BRIEF 1:
In the article on knowledge modules in Oracle Data Integrator, what name is given to the innovative approach that makes these modules flexible?
BRIEF 2:
In the article on knowledge modules in Oracle Data Integrator, rename "loading strategy" to "load strategy" and give the text from "The power of" up to and including "traditional ETL approaches.".
BRIEF 3:
Write the next part of the article on knowledge modules in Oracle Data Integrator, picking up after its last sentence.

(PASSAGE FOR REVIEW begins)

Developing a Knowledge Module in Oracle Data Integrator
Learn how to build your very own Integration Knowledge Module for fast time-to-production in data integration design.By Uli Bethke
Published June 2009
Knowledge modules (KMs) in Oracle Data Integrator are components that implement reusable transformation and ELT (extract, load, and transform) strategies across different technologies. One example of this is extracting data through change data capture from Oracle Database 10g and loading the transformed data into a partitioned fact table in Oracle Database 11g, or creating timestamp-based extracts from a Microsoft SQL Server database and loading this data into a Teradata enterprise data warehouse.
The power of KMs lies in their reusability and flexibility—for example, you can develop and implement a loading strategy for a fact table and then, with a click of a mouse, apply this loading strategy to all of your fact tables. If you adapt your ELT strategy to changing business requirements and modify the associated KM, all interfaces that use the KM inherit the changes. You can mix and match different programming languages, types, and styles (native RDBMS SQL, scripting languages such as Jython or JavaScript, or even Java). This is what makes these KMs extremely flexible. This innovative approach is called Oracle Data Integrator Declarative Design and can be up to 10 times faster than traditional ETL approaches.

(PASSAGE FOR REVIEW ends)
(RECORD EXCERPTS begins)

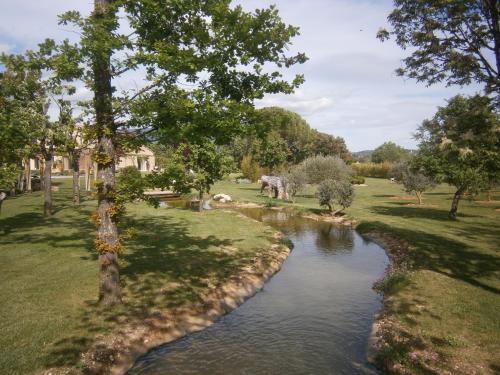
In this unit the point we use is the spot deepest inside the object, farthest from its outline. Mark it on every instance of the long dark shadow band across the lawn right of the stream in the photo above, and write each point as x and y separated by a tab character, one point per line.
448	257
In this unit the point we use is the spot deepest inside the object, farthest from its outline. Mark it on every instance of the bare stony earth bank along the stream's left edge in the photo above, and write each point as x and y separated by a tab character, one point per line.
117	352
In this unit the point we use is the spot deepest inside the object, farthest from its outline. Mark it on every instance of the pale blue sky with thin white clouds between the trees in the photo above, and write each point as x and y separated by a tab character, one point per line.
351	89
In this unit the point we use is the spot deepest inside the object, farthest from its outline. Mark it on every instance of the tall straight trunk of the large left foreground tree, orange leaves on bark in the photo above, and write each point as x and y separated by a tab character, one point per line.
107	242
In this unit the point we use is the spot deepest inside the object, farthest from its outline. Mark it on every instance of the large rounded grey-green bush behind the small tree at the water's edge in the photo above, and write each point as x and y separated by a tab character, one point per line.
321	168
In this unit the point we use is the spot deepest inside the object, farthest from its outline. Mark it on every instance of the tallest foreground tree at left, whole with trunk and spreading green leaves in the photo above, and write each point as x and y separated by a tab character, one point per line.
219	50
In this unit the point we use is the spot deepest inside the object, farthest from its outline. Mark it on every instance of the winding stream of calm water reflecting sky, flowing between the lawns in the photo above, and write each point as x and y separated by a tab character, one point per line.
313	317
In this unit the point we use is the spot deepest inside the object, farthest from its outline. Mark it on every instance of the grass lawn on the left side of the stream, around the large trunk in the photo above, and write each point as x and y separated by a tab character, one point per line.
48	311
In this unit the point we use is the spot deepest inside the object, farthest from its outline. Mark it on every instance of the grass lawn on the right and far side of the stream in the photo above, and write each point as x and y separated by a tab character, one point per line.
450	305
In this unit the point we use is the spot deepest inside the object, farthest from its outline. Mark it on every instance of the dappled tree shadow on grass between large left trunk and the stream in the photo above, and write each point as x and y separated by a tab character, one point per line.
165	268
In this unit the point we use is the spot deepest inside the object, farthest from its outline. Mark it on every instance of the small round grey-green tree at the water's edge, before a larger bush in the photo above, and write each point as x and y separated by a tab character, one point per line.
335	192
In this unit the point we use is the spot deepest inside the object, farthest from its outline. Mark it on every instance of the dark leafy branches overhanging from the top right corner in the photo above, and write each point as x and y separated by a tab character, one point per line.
455	41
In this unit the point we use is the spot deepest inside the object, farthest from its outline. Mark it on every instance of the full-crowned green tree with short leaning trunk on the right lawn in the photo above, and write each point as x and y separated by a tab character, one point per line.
460	145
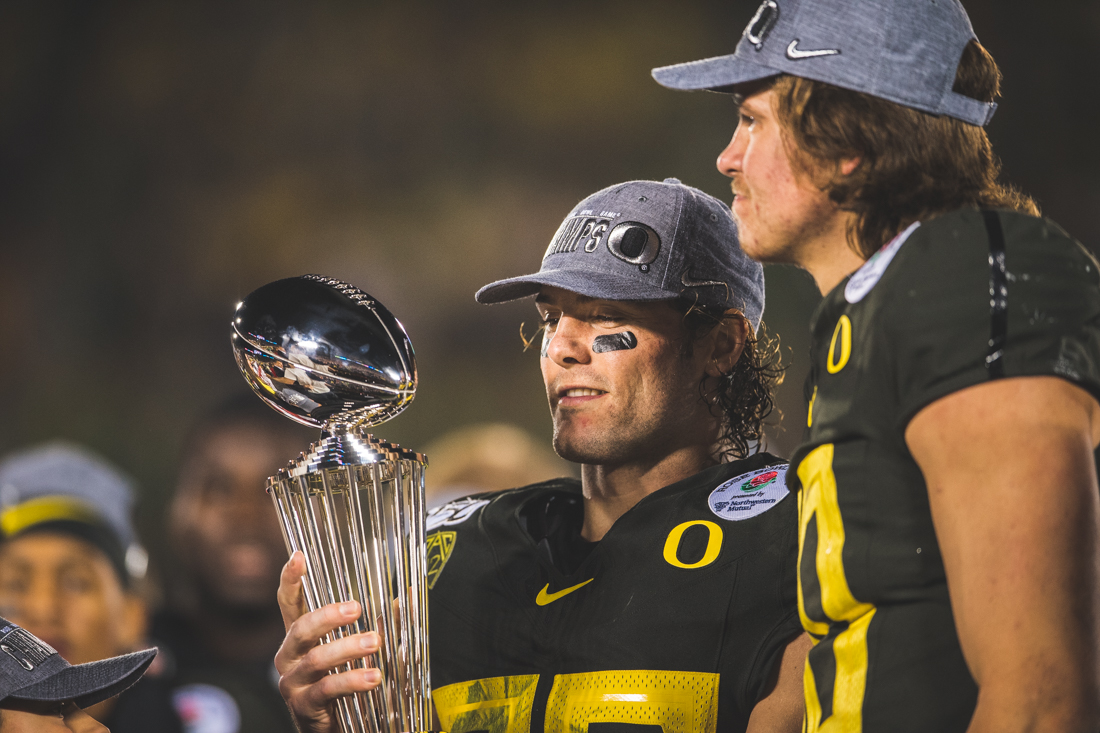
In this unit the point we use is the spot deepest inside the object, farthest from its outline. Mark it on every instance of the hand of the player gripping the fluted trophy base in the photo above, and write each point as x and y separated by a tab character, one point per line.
304	663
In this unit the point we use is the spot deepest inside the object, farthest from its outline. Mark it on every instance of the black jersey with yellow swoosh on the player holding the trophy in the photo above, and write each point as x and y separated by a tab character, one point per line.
673	622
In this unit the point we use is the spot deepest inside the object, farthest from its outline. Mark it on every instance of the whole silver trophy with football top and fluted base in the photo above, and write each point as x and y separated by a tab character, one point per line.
327	355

(RECORD EXCERPTS ends)

ANSWER AREA 1:
Oracle Data Integrator Declarative Design

ANSWER AREA 2:
The power of KMs lies in their reusability and flexibility—for example, you can develop and implement a load strategy for a fact table and then, with a click of a mouse, apply this load strategy to all of your fact tables. If you adapt your ELT strategy to changing business requirements and modify the associated KM, all interfaces that use the KM inherit the changes. You can mix and match different programming languages, types, and styles (native RDBMS SQL, scripting languages such as Jython or JavaScript, or even Java). This is what makes these KMs extremely flexible. This innovative approach is called Oracle Data Integrator Declarative Design and can be up to 10 times faster than traditional ETL approaches.

ANSWER AREA 3:
Oracle Data Integrator ships with various predefined KMs. You can directly use these in your ELT interfaces (the equivalent of an Oracle Warehouse Builder mapping) or adapt them to your specific requirements. Oracle Data Integrator implements five different types of KMs. Each of them covers one phase in the transformation process from source to target. The three most important types of modules are the integration knowledge module (IKM), the loading knowledge module (LKM), and the check knowledge module CKM.
In this article, we will create a new IKM. Our requirement for the IKM is to load the partitioned Sales fact table in the Sales History (SH) sample schema. In order to improve load performance of a fact table, we make the foreign key constraints and the bitmap indexes unusable for the duration of the load. Postload, these will be re-enabled. As part of the IKM, we will also include an optional step that will allow us to enable extended trace for the duration of the interface execution.
Prerequisites and Resources
This article is based on Oracle Database 11g (11.1.0.7.0) and Oracle Data Integrator 10.1.3.4.0.I assume that you have already set up an Oracle Data Integrator master and work repository. See "Oracle Data Integrator: Getting Started with an ETL Project" (PDF) for details.
Here are some more helpful resources:
- "Oracle Data Integrator Best Practices for a Data Warehouse" (PDF)
- "Oracle by Example Series for Oracle Data Integrator"
- "Oracle Data Integrator Substitution Methods Reference" (PDF)
- Finally, you can download biweekly Webcasts delivered by Oracle Data Integrator product management.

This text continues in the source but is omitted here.